**Selected excerpt**
- Emblem of the Russian Foreign Ministry
- Incumbent Sergey Berdnikov [ru] since 17 May 2021
- Ministry of Foreign Affairs Embassy of Russia in Accra
- Style: His Excellency The Honourable
- Reports to: Minister of Foreign Affairs
- Seat: Accra
- Appointer: President of Russia
- Term length: At the pleasure of the president
- Website: Embassy of Russia in Ghana

= List of ambassadors of Russia to Liberia =

The ambassador of Russia to Liberia is the official representative of the president and the government of the Russian Federation to the president and the government of Liberia.

The ambassador and his staff work at large in the Russian embassy in Accra. The current Russian ambassador to Liberia is Sergey Berdnikov, incumbent since 17 May 2021. The ambassador to Liberia is a non-resident ambassador, who has dual accreditation as the ambassador to Ghana since 1999.

==History of diplomatic relations==
Diplomatic relations between the Soviet Union and Liberia were established on 11 January 1956, though the embassy in Monrovia was not opened until 1972. Dmitry Safonov was appointed as the first ambassador on 7 September 1972. Relations were briefly severed between July 1985, and 1986, with the Soviet embassy reopening in 1987. It was again closed in 1990, and the embassy staff evacuated, due to the outbreak of the First Liberian Civil War. The exchange of representatives was re-established in 1999, with the incumbent ambassador to Ghana, Pavel Pavlov, given dual accreditation as the non-resident ambassador to Liberia, a practice which has since continued.

Excerpts from point annotation data:

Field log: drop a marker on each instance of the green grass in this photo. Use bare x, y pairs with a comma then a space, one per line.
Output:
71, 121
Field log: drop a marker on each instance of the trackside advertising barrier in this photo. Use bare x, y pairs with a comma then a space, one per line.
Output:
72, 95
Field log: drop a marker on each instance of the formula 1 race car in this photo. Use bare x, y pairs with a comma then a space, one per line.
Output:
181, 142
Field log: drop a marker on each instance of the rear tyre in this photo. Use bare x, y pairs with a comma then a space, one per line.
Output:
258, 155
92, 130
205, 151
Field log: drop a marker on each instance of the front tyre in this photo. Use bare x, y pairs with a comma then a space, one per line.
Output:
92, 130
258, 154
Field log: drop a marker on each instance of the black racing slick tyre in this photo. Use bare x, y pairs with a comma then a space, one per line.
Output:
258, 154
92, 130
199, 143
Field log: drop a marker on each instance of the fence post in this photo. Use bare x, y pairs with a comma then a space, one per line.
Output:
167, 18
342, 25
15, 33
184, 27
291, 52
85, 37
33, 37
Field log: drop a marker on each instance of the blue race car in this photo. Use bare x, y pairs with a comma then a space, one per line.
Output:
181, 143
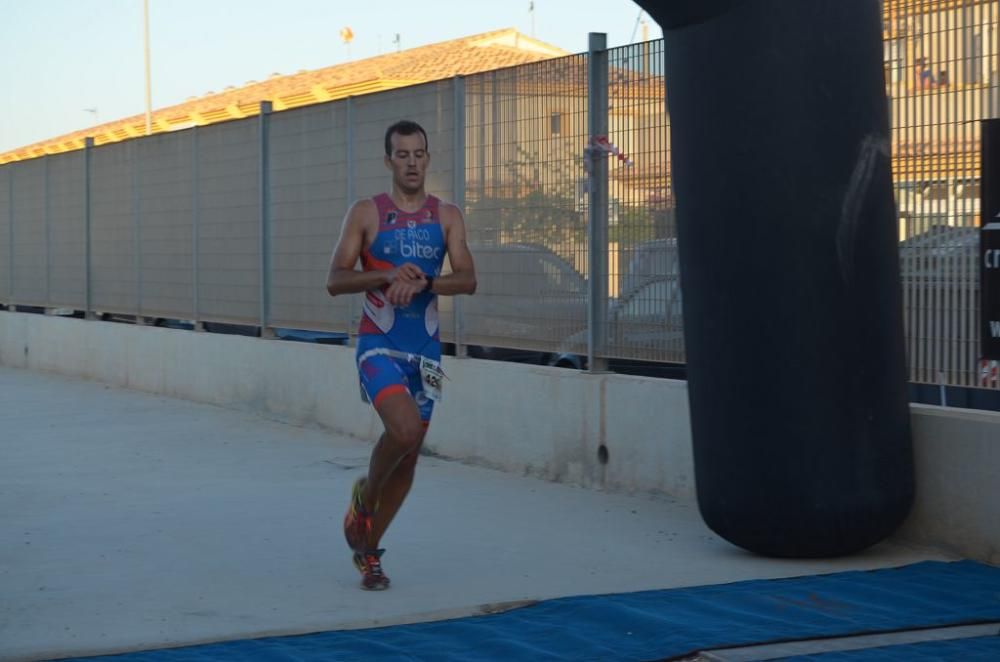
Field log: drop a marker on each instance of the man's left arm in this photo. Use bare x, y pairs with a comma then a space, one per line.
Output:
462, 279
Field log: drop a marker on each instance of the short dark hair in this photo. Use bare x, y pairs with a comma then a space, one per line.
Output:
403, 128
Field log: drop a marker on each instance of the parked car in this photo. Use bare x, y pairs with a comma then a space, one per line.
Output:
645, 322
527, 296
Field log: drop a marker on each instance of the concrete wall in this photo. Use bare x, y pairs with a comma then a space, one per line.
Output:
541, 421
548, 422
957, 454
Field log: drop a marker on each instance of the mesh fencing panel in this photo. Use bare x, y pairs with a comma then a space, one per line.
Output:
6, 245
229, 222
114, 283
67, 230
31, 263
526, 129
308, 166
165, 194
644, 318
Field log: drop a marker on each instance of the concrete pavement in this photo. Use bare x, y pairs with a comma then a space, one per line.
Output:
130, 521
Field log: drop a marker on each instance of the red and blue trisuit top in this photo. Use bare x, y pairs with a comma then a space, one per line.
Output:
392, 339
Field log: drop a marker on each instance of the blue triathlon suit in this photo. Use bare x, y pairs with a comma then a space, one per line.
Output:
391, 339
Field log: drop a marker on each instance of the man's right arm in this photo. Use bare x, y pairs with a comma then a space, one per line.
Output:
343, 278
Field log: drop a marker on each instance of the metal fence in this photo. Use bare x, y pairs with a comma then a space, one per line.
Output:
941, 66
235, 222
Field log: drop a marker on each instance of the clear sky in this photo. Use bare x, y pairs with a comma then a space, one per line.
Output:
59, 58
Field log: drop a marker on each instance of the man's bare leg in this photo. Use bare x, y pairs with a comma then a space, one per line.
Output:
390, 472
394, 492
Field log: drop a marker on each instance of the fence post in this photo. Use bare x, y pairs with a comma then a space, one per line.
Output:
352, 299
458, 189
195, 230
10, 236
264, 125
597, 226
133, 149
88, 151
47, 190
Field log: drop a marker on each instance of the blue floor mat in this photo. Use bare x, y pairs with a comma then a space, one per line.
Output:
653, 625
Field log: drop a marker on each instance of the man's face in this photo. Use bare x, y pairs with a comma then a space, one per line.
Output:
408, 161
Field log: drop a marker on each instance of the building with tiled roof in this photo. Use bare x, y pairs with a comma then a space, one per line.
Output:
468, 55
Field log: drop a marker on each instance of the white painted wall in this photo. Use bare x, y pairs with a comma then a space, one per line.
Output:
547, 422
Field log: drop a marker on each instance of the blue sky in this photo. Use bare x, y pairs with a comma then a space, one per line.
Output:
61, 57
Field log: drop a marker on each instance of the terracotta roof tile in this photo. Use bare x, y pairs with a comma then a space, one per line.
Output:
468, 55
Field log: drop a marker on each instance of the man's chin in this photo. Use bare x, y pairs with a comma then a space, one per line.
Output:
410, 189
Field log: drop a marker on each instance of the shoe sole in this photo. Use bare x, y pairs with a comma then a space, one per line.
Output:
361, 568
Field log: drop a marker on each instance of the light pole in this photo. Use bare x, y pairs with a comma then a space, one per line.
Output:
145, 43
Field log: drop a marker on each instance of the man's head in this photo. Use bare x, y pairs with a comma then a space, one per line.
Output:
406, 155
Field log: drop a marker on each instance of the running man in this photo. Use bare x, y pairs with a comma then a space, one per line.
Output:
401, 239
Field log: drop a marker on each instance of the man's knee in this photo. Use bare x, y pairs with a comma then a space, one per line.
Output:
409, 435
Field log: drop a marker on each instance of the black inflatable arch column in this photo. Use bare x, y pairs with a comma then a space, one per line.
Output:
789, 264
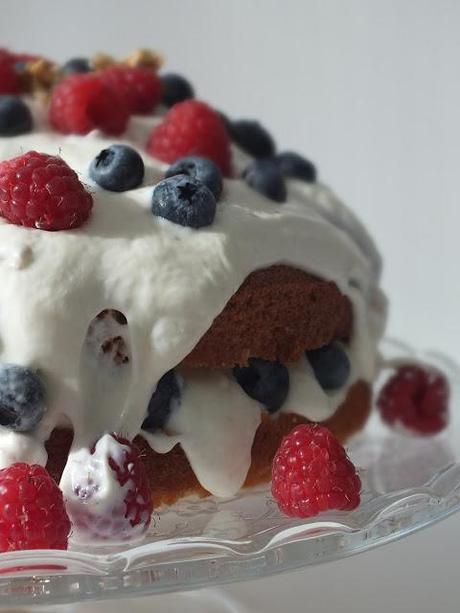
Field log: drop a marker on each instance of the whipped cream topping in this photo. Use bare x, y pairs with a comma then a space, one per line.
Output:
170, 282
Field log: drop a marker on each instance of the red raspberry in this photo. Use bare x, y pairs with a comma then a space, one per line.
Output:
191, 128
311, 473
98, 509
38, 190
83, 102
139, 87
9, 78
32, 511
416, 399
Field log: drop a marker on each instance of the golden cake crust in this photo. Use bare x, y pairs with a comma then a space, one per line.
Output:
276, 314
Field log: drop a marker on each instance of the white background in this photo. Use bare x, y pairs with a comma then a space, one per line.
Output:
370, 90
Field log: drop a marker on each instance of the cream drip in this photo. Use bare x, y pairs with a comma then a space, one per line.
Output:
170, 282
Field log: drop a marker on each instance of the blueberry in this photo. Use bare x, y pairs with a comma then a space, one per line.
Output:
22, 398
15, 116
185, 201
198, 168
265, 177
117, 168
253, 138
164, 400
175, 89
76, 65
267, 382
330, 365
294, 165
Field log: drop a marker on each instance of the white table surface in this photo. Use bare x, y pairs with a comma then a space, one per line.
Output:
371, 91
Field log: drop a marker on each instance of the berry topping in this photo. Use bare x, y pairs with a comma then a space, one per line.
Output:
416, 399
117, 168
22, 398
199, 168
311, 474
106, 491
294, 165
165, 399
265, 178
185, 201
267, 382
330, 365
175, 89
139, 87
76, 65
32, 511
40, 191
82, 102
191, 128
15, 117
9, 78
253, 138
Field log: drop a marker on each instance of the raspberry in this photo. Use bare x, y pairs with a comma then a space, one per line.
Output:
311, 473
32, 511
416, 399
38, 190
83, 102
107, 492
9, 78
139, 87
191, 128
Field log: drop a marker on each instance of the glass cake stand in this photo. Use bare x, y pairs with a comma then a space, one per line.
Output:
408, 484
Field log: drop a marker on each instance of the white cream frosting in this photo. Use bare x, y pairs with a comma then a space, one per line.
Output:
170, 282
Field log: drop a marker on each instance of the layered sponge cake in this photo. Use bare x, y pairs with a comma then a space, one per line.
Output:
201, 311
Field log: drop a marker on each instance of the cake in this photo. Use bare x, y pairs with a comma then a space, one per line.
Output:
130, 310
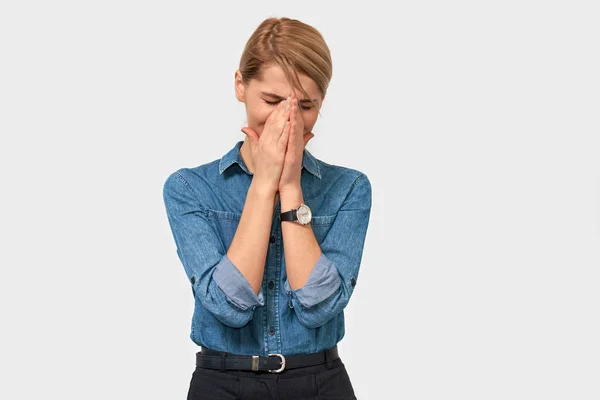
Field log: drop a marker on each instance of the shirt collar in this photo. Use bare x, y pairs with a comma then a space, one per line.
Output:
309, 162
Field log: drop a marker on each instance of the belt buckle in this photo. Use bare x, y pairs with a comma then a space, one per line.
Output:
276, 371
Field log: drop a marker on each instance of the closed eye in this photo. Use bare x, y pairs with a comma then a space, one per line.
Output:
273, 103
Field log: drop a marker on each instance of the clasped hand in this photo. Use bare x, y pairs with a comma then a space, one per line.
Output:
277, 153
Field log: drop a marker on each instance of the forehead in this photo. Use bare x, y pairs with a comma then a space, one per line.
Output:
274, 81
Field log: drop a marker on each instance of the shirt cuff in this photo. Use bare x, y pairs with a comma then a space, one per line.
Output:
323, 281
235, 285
---
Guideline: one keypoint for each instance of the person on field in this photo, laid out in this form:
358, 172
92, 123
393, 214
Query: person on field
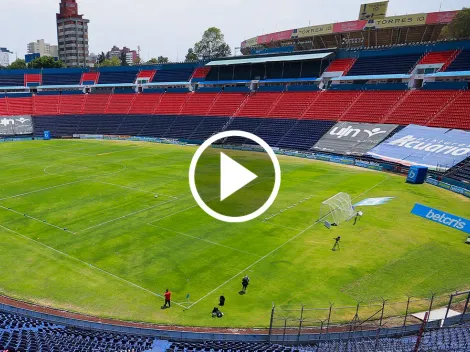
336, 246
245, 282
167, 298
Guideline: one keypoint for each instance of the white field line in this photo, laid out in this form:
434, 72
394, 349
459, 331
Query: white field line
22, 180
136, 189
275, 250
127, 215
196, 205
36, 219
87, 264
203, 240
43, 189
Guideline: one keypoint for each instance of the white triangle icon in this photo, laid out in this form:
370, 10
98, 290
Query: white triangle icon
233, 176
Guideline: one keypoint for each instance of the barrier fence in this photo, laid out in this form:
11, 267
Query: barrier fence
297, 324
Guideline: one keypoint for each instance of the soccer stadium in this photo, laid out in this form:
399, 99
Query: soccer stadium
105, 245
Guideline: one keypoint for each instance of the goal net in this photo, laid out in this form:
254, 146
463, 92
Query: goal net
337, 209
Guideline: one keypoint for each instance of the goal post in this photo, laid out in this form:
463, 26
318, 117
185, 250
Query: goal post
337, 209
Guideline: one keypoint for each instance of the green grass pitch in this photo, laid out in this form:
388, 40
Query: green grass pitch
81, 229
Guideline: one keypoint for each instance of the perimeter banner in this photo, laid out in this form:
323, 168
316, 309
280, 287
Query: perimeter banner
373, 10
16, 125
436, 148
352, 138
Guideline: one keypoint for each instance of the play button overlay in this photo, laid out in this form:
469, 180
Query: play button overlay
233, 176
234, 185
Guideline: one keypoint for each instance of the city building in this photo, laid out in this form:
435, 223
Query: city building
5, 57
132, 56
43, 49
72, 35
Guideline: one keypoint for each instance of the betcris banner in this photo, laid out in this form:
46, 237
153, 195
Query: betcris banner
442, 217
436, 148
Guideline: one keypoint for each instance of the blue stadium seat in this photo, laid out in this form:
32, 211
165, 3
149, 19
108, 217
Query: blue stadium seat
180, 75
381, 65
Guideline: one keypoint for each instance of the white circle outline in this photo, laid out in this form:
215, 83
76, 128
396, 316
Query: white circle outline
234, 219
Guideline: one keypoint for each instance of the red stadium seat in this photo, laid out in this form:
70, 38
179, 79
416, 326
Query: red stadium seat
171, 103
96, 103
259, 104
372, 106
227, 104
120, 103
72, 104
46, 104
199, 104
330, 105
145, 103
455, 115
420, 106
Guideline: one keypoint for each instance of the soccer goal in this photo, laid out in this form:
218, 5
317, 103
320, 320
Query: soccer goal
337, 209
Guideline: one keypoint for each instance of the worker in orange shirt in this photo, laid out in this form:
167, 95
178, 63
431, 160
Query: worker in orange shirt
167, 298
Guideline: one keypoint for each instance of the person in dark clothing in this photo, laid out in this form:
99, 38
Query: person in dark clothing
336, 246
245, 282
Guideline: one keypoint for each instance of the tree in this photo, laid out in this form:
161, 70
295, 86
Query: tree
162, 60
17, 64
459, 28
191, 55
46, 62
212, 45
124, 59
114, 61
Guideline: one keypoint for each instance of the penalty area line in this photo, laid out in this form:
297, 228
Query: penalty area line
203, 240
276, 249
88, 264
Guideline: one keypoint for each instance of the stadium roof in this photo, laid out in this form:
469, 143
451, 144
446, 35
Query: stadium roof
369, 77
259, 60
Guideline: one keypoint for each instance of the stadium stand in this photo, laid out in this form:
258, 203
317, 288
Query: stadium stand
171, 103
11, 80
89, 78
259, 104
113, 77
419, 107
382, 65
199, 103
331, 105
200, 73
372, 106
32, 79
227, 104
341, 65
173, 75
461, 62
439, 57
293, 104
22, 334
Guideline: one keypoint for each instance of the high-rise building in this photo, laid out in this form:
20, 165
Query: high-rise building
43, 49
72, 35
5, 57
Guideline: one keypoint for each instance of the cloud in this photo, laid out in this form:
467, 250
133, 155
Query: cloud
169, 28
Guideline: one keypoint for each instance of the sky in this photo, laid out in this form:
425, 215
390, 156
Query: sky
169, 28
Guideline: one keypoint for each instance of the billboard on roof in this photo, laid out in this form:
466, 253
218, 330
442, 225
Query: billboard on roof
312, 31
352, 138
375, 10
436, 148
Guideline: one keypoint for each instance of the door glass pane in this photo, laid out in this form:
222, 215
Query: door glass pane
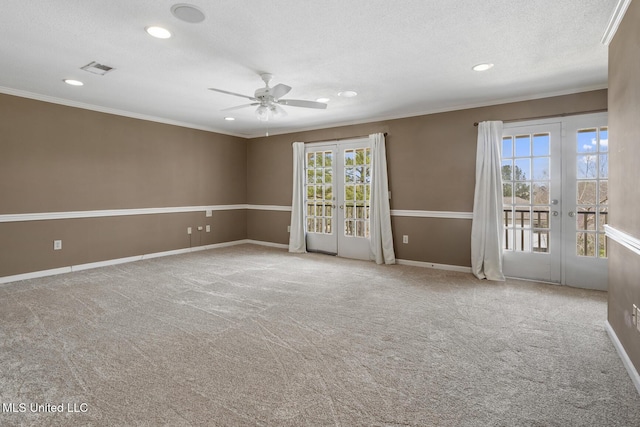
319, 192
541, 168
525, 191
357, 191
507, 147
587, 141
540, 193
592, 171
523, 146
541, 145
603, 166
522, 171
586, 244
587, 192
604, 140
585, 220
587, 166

**Stated task A**
In the article on Russia's ambassadors to Liberia, what made the embassy close in 1990 and its staff leave? Answer in one to three sentences.
**Stated task B**
Does each statement below agree with the article on Russia's ambassadors to Liberia? Give yes or no for each, followed by the exact words from the article that decide it.
(i) Diplomatic relations between the Soviet Union and Liberia were established in 1972.
(ii) Dmitry Safonov was the first ambassador.
(iii) The ambassador is appointed by the Minister of Foreign Affairs.
**Stated task C**
From the article on Russia's ambassadors to Liberia, reproduce word for word the part that opens with the words containing "The ambassador of" and closes with "Ghana since 1999.".

**Exercise response A**
The embassy was closed in 1990 and its staff were evacuated because the First Liberian Civil War broke out.

**Exercise response B**
(i) No: "Diplomatic relations between the Soviet Union and Liberia were established on 11 January 1956, though the embassy in Monrovia was not opened until 1972."
(ii) Yes: "Dmitry Safonov was appointed as the first ambassador on 7 September 1972."
(iii) No: "Appointer: President of Russia"

**Exercise response C**
The ambassador of Russia to Liberia is the official representative of the president and the government of the Russian Federation to the president and the government of Liberia.

The ambassador and his staff work at large in the Russian embassy in Accra. The current Russian ambassador to Liberia is Sergey Berdnikov, incumbent since 17 May 2021. The ambassador to Liberia is a non-resident ambassador, who has dual accreditation as the ambassador to Ghana since 1999.